*DATA EXCERPTS*.
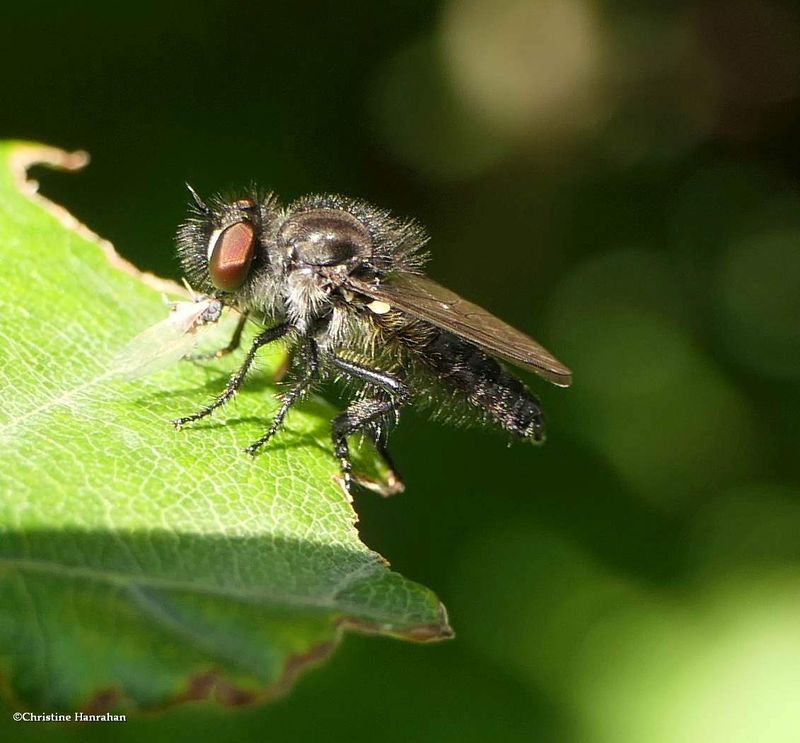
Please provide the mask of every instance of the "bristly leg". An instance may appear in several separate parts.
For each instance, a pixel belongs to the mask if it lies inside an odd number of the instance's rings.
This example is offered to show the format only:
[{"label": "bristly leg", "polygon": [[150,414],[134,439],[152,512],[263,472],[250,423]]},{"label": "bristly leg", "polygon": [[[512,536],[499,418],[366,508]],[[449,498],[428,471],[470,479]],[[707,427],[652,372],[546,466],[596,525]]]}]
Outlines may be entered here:
[{"label": "bristly leg", "polygon": [[[379,387],[388,394],[388,398],[385,399],[374,398],[352,403],[343,413],[337,415],[331,424],[333,446],[342,470],[342,480],[345,489],[350,492],[353,464],[350,460],[348,437],[358,431],[369,430],[373,426],[380,425],[390,416],[396,415],[400,408],[411,399],[411,390],[399,379],[385,372],[369,369],[338,356],[331,356],[331,361],[334,366],[349,376]],[[391,457],[386,456],[388,452],[382,437],[374,438],[376,443],[380,442],[379,450],[382,449],[381,453],[387,460],[387,464],[394,470]]]},{"label": "bristly leg", "polygon": [[216,400],[214,400],[214,402],[212,402],[210,405],[206,405],[204,408],[201,408],[196,413],[187,415],[183,418],[175,418],[175,420],[172,421],[172,425],[175,426],[175,428],[180,428],[186,423],[192,423],[193,421],[205,418],[207,415],[211,415],[211,413],[213,413],[217,408],[222,407],[236,394],[238,389],[242,386],[242,382],[244,382],[247,372],[253,365],[253,361],[256,357],[256,353],[258,353],[258,350],[262,346],[266,346],[268,343],[272,343],[273,341],[282,338],[284,335],[286,335],[286,333],[289,332],[290,329],[291,326],[289,323],[282,323],[281,325],[276,325],[274,328],[269,328],[263,333],[257,335],[250,346],[250,350],[247,352],[247,356],[245,356],[244,363],[242,363],[239,369],[234,372],[234,374],[228,380],[228,384],[225,385],[224,392]]},{"label": "bristly leg", "polygon": [[317,347],[316,341],[310,340],[308,342],[306,348],[304,349],[304,356],[306,368],[303,372],[302,378],[283,396],[281,407],[275,414],[275,417],[272,419],[272,424],[270,425],[269,430],[258,441],[253,442],[245,449],[248,454],[255,455],[255,453],[262,446],[264,446],[264,444],[269,442],[269,440],[276,433],[278,433],[283,425],[284,418],[286,418],[286,414],[289,412],[289,409],[298,400],[305,396],[305,394],[311,388],[311,385],[314,384],[314,382],[319,378],[319,348]]},{"label": "bristly leg", "polygon": [[209,353],[194,353],[190,354],[189,356],[184,356],[184,361],[212,361],[213,359],[221,359],[223,356],[233,353],[242,344],[242,331],[247,323],[248,315],[248,312],[242,312],[242,314],[239,316],[239,320],[236,323],[236,327],[233,330],[233,335],[231,336],[230,341],[228,341],[227,346],[224,346],[216,351],[210,351]]}]

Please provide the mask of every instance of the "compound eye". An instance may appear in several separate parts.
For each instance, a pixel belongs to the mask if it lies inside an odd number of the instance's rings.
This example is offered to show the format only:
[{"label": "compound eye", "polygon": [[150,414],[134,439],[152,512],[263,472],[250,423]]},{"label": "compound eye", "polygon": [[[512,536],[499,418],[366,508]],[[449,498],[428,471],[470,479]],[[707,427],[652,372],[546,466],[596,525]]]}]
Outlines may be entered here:
[{"label": "compound eye", "polygon": [[238,289],[247,278],[255,252],[256,231],[251,222],[237,222],[212,236],[208,272],[214,286],[226,292]]}]

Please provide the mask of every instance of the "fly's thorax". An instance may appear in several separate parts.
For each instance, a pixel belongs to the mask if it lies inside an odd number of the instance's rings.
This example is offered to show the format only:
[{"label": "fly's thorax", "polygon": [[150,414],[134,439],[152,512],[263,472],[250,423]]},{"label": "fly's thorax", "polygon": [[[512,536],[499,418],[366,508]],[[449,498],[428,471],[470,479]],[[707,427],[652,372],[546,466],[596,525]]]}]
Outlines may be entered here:
[{"label": "fly's thorax", "polygon": [[[290,211],[275,235],[275,262],[284,272],[287,313],[298,328],[330,315],[333,297],[372,257],[367,227],[344,209]],[[337,327],[341,322],[337,320]]]},{"label": "fly's thorax", "polygon": [[341,300],[334,302],[322,342],[331,350],[352,351],[371,362],[392,345],[370,312]]},{"label": "fly's thorax", "polygon": [[330,290],[310,268],[290,271],[281,293],[287,317],[301,332],[330,309]]},{"label": "fly's thorax", "polygon": [[290,269],[311,268],[332,278],[372,258],[367,227],[344,209],[316,208],[291,214],[277,234],[277,250]]}]

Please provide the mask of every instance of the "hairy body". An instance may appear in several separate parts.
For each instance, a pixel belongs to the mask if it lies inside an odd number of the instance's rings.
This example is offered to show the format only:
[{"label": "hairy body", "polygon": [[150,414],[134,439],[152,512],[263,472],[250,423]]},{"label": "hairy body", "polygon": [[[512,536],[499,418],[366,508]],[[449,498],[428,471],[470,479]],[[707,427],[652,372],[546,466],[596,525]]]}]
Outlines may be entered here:
[{"label": "hairy body", "polygon": [[[495,357],[562,386],[569,370],[534,340],[422,276],[427,238],[415,222],[341,196],[308,196],[288,207],[255,190],[208,204],[192,196],[177,240],[187,279],[264,329],[225,391],[176,426],[227,402],[258,349],[283,338],[293,350],[291,386],[250,453],[329,377],[354,383],[350,403],[332,422],[348,489],[349,436],[366,433],[388,458],[387,432],[412,402],[435,406],[444,395],[445,406],[461,404],[515,437],[544,440],[538,400]],[[241,325],[224,352],[240,336]]]}]

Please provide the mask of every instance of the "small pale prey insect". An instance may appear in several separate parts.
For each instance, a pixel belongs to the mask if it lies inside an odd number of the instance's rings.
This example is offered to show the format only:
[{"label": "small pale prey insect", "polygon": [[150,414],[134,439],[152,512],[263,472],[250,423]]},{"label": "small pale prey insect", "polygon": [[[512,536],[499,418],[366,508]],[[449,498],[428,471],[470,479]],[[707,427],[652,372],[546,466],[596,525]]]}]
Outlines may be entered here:
[{"label": "small pale prey insect", "polygon": [[[165,298],[166,301],[166,298]],[[139,333],[111,362],[114,374],[143,377],[189,357],[198,330],[219,320],[222,303],[193,296],[191,302],[170,302],[165,320]]]},{"label": "small pale prey insect", "polygon": [[[256,189],[207,201],[189,190],[191,213],[177,236],[186,278],[207,301],[240,313],[231,342],[216,355],[238,347],[248,319],[259,332],[222,394],[173,421],[176,427],[224,405],[258,350],[285,339],[292,351],[289,386],[272,424],[247,448],[251,454],[327,378],[352,383],[349,404],[332,422],[348,490],[348,438],[368,436],[396,474],[387,433],[412,402],[472,411],[516,438],[544,440],[538,400],[498,359],[562,387],[572,381],[570,370],[527,335],[426,278],[427,237],[416,222],[343,196],[306,196],[282,206]],[[402,489],[399,475],[397,483]]]}]

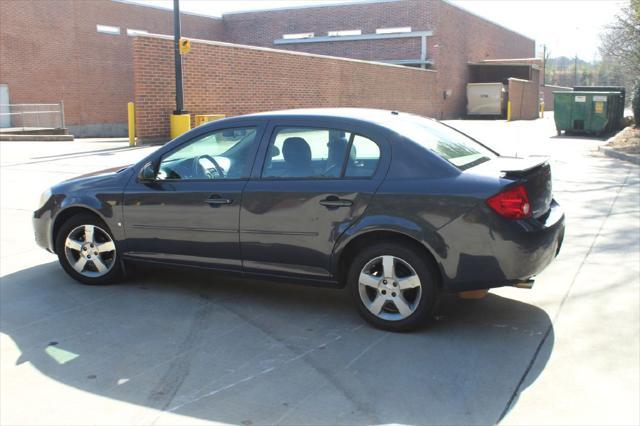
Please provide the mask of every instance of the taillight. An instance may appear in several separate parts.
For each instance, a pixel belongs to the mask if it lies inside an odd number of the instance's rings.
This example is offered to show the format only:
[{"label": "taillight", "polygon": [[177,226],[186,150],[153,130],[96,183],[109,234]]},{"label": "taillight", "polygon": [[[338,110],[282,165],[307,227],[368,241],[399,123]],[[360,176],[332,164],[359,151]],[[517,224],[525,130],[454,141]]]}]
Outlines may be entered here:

*YOUR ASSIGNMENT*. Every line holding the word "taillight" should be copied out of the material.

*SOLUTION FOR THIS EXERCISE*.
Please provide the mask of every instance of the taillight. An instance may appear in several separate parts.
[{"label": "taillight", "polygon": [[177,226],[186,150],[153,130],[96,183],[109,234]]},{"label": "taillight", "polygon": [[[338,110],[282,165],[307,227],[368,241],[399,123]],[[360,176],[332,164],[359,151]],[[517,224],[525,130],[454,141]]]}]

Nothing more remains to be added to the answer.